(Images for object localization)
┏━━

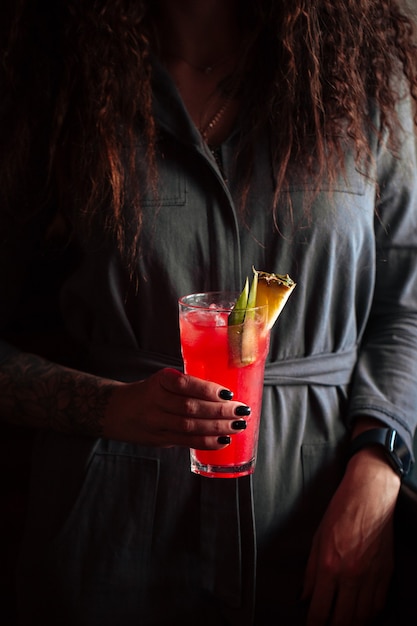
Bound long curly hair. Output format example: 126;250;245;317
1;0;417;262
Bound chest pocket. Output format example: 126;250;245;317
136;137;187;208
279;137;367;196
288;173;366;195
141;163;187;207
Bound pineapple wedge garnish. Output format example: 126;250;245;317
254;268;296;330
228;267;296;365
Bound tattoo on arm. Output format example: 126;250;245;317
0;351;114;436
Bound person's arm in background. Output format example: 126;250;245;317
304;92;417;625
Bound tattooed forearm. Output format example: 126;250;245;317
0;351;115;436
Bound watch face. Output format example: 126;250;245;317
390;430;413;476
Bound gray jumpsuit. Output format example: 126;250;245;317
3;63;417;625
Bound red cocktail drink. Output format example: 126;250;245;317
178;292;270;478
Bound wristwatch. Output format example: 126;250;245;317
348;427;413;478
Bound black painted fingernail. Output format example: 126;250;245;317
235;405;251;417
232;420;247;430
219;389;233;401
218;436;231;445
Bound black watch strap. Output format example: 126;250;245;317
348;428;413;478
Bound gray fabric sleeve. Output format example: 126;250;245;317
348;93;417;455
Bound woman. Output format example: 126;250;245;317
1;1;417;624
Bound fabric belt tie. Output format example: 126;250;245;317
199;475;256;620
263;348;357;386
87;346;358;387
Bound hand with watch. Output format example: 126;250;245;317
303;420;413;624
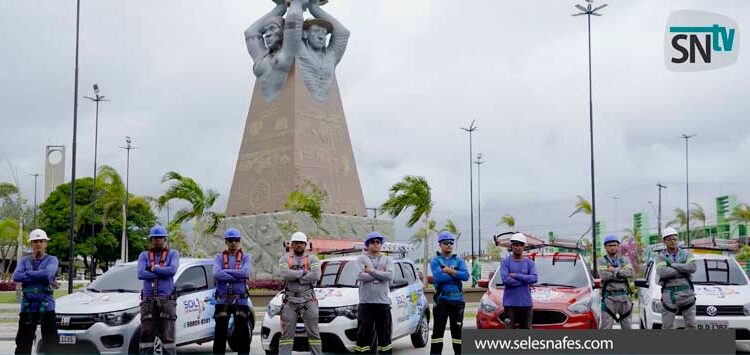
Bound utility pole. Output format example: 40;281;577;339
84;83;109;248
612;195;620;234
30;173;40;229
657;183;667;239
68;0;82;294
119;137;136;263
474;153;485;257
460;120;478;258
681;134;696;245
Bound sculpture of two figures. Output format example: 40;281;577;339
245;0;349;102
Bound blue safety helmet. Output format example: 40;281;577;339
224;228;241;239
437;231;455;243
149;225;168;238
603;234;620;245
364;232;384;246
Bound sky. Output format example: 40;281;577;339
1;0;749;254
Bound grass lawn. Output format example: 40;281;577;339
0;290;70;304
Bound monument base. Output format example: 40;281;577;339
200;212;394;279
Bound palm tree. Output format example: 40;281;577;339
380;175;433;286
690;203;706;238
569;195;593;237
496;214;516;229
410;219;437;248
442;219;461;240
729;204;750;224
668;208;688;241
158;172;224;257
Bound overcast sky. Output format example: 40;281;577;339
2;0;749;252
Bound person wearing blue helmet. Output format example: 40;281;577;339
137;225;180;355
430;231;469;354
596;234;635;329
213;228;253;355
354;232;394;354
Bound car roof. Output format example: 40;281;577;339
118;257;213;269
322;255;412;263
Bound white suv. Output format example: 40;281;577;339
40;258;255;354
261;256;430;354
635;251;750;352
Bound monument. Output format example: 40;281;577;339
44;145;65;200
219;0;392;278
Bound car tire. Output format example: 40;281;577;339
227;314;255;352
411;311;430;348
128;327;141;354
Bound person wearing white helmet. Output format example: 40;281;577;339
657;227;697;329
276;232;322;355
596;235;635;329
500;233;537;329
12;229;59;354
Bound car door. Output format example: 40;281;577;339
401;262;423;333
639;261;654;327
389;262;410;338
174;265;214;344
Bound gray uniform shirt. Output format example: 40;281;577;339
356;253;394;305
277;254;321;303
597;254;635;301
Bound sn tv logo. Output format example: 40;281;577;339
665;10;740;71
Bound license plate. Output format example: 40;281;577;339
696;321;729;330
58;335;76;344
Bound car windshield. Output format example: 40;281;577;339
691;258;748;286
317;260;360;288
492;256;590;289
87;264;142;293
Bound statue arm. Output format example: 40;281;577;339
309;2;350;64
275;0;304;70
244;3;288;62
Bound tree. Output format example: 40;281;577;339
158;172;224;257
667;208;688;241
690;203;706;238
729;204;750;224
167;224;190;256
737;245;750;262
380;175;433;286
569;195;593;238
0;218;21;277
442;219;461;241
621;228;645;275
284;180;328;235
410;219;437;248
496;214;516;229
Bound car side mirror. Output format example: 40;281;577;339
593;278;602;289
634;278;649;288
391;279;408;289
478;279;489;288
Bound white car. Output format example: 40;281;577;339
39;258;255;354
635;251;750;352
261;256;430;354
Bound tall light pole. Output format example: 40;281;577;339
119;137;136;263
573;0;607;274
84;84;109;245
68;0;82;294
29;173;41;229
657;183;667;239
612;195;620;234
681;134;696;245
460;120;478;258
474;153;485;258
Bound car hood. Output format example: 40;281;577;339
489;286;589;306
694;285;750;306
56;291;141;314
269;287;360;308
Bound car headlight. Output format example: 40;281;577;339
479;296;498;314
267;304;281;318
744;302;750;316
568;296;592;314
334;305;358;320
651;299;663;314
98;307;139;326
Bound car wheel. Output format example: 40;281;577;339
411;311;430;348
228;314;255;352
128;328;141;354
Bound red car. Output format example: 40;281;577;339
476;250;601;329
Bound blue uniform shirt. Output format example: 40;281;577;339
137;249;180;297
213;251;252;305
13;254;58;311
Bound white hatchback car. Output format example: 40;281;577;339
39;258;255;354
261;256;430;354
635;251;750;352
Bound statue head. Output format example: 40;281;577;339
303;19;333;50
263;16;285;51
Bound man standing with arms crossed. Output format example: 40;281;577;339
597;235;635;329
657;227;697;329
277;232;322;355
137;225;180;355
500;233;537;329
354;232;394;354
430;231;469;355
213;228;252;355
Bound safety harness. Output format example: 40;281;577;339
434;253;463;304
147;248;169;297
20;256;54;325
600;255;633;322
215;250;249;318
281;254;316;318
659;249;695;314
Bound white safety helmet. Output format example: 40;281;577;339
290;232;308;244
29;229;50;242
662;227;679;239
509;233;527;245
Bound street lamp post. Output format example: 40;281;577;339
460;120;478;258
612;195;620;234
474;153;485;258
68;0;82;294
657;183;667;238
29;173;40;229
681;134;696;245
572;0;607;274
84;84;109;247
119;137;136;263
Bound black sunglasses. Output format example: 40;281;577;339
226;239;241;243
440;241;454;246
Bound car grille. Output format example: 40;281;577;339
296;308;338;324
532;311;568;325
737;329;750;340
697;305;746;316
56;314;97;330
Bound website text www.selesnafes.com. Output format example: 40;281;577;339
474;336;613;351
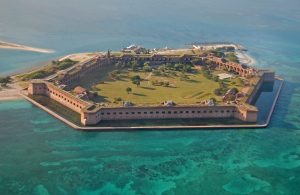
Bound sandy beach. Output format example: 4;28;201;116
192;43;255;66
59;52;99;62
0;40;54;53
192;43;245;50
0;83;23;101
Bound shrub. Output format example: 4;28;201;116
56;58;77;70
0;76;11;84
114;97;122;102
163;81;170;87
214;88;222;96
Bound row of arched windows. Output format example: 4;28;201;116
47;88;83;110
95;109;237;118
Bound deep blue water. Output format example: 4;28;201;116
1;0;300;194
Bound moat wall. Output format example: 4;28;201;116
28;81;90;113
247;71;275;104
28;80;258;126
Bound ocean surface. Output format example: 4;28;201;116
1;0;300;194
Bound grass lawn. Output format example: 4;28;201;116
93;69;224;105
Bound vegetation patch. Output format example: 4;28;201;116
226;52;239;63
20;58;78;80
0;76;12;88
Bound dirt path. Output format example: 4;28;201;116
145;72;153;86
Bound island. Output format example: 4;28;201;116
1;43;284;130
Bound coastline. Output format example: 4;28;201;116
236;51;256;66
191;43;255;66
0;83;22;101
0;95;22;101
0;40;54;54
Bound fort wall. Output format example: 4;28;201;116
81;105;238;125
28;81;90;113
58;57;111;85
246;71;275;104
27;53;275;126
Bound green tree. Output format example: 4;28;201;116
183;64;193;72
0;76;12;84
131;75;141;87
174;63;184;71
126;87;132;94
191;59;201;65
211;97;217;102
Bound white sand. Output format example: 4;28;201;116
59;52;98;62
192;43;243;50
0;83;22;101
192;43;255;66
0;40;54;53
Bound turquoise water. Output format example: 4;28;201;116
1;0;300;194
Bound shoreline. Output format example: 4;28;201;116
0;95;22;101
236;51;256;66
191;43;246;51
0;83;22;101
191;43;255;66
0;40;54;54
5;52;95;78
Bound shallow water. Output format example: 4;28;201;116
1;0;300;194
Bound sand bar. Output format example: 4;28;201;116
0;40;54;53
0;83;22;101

┗━━

### [What you should do]
Please output only the lines from the one holding "Bound dirt path." to the end of the records, first and last included, exactly as they appear.

### [Answer to this problem]
Bound dirt path. Output format example: 4;28;201;116
145;72;153;86
Bound island. Output format example: 4;28;201;116
1;43;284;130
Bound coastline. Output format example: 4;28;201;116
236;51;256;66
191;43;255;66
0;83;22;101
0;95;22;101
0;40;54;54
Bound fort wall. Output format example: 4;28;201;116
81;105;238;125
28;81;90;113
58;57;111;85
246;71;275;104
27;53;275;126
Bound green tree. Output format example: 4;28;201;116
183;64;193;72
0;76;12;84
131;75;141;87
174;63;184;71
126;87;132;94
191;59;201;65
211;97;217;102
Bound white sand. Output format example: 4;28;201;116
59;52;98;62
192;43;243;50
0;83;22;101
192;43;255;66
0;40;54;53
Bound turquoise water. Output format example: 4;28;201;116
1;0;300;194
Bound shoreline. Output format example: 4;28;201;116
0;95;22;101
236;51;256;66
191;43;246;51
0;83;22;101
191;43;255;66
0;40;54;54
5;52;95;78
Bound shallow water. Output format example: 4;28;201;116
1;0;300;194
Bound sand bar. Output format example: 4;28;201;116
0;40;54;53
0;83;22;101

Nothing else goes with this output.